[Part of a data file]
"""
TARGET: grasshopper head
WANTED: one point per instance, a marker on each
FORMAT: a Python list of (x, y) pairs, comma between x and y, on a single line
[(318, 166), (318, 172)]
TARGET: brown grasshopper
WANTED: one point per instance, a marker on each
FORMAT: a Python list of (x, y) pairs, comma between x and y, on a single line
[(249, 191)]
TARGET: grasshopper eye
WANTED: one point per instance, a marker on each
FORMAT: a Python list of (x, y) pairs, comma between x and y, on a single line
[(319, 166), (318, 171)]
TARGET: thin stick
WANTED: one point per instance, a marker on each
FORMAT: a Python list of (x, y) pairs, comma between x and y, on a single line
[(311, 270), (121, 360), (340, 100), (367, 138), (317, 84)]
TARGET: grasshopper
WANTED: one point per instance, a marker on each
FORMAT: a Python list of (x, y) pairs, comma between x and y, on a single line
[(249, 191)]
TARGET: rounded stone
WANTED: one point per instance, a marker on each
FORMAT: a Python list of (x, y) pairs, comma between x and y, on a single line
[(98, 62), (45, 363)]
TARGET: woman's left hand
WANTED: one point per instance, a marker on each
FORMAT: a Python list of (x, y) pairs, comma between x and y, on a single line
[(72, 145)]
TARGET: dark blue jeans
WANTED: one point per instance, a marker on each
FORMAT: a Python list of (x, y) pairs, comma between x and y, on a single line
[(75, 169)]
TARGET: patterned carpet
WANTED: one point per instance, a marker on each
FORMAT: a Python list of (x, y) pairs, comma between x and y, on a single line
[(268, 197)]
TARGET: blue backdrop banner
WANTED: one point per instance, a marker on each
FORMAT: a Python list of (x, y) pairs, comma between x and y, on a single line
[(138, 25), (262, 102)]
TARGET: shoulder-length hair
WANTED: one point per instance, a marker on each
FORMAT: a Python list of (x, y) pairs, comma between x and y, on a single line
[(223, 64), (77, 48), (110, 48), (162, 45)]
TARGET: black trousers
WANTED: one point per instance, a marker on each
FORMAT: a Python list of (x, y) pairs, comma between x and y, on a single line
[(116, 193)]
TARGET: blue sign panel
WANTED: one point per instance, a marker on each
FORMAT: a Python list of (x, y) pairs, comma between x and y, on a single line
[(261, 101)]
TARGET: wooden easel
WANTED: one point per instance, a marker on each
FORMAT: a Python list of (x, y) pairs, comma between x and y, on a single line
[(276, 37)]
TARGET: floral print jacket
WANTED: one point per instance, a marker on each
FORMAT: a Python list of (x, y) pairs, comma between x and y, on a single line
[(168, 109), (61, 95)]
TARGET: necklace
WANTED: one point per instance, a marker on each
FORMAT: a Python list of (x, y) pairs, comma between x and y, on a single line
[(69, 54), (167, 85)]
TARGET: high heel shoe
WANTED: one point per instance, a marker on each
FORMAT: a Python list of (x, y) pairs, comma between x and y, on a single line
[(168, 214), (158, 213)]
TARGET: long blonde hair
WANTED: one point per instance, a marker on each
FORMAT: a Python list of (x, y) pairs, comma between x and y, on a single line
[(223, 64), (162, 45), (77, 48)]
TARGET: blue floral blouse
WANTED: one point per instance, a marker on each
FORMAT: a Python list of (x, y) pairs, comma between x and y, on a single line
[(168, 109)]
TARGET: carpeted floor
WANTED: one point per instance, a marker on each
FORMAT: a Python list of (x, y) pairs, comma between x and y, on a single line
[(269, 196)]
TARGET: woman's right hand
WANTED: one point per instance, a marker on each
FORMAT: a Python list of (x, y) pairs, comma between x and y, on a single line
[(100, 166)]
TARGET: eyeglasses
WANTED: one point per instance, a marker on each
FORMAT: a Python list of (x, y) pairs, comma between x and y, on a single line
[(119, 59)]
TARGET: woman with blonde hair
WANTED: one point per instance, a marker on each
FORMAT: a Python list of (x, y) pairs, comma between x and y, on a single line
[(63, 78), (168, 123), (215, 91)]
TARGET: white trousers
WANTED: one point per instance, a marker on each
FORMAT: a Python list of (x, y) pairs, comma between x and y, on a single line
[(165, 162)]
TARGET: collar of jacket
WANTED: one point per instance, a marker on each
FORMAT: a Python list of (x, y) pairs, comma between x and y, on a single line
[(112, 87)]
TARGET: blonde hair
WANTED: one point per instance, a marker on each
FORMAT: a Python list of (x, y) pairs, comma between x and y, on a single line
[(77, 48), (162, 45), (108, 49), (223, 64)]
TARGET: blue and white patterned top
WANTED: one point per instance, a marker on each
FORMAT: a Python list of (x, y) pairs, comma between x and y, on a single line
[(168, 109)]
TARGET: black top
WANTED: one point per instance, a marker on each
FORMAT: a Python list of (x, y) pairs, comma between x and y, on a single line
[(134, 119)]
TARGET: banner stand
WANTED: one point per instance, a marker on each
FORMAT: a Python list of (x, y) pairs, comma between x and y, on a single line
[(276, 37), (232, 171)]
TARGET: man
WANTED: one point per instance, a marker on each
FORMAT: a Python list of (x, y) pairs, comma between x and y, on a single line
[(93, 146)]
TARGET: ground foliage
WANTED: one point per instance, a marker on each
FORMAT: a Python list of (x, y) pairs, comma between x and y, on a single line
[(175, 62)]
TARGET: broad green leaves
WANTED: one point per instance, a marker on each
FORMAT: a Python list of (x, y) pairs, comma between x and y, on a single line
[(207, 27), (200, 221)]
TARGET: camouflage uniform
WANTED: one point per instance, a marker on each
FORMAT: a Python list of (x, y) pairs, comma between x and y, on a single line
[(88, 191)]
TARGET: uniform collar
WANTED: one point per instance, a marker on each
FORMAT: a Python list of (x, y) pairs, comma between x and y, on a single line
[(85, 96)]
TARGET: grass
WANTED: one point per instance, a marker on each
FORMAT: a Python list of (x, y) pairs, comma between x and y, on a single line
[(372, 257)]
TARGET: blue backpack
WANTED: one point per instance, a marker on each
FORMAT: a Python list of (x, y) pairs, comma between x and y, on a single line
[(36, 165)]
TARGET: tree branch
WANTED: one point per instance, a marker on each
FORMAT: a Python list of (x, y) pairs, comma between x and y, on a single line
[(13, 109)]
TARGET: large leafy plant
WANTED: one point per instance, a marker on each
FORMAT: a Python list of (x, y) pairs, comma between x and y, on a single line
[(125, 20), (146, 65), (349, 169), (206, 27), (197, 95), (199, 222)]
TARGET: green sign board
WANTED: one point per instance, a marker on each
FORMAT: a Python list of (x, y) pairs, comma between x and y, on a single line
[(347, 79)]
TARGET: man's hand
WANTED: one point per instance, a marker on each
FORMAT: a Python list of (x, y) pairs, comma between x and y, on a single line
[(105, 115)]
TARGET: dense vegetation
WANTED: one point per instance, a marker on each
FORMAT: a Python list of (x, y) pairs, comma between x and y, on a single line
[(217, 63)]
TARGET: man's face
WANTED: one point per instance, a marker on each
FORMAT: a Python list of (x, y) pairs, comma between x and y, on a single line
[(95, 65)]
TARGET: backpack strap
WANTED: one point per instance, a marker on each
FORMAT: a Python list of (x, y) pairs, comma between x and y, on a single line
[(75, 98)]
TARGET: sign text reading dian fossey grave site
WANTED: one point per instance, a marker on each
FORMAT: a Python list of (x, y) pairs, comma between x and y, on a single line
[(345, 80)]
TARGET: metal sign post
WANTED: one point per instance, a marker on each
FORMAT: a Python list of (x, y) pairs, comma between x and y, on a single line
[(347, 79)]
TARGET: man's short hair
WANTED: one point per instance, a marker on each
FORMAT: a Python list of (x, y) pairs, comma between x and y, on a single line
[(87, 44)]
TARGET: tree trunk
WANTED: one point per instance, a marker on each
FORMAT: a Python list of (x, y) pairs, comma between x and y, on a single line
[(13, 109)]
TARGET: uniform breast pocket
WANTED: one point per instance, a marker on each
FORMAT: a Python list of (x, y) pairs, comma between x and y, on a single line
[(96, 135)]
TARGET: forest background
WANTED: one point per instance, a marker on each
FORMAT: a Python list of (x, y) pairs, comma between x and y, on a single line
"""
◆ **Exercise description**
Output the stretch of the listing from the line containing "TARGET: blue sign panel" through the line containing "[(168, 214), (158, 213)]" as a numbered list, leaving out blank lines.

◆ **Worked solution**
1. TARGET: blue sign panel
2. WANTED: one point per instance, a marker on each
3. FORMAT: a Python list of (x, y) pairs, comma between x and y, on a single line
4. [(261, 101)]
5. TARGET: wooden easel
6. WANTED: one point per instance, a marker on each
7. FORMAT: a Python list of (x, y) pairs, comma between x and y, on a single line
8. [(276, 37)]
9. TARGET: floral print jacket
10. WANTED: one point per instance, a marker on each
11. FORMAT: a Python list of (x, y) pairs, comma between x and y, on a single line
12. [(168, 109), (61, 95)]
13. TARGET: necklace
14. WANTED: one point per instance, a marker on each
15. FORMAT: a Python list of (x, y) pairs, comma between x and y, on a single line
16. [(69, 54), (167, 85)]
17. TARGET: high heel shoe
18. WANTED: one point per instance, a marker on each
19. FORMAT: a Python list of (x, y) pairs, comma between x and y, on a single line
20. [(168, 214), (158, 213)]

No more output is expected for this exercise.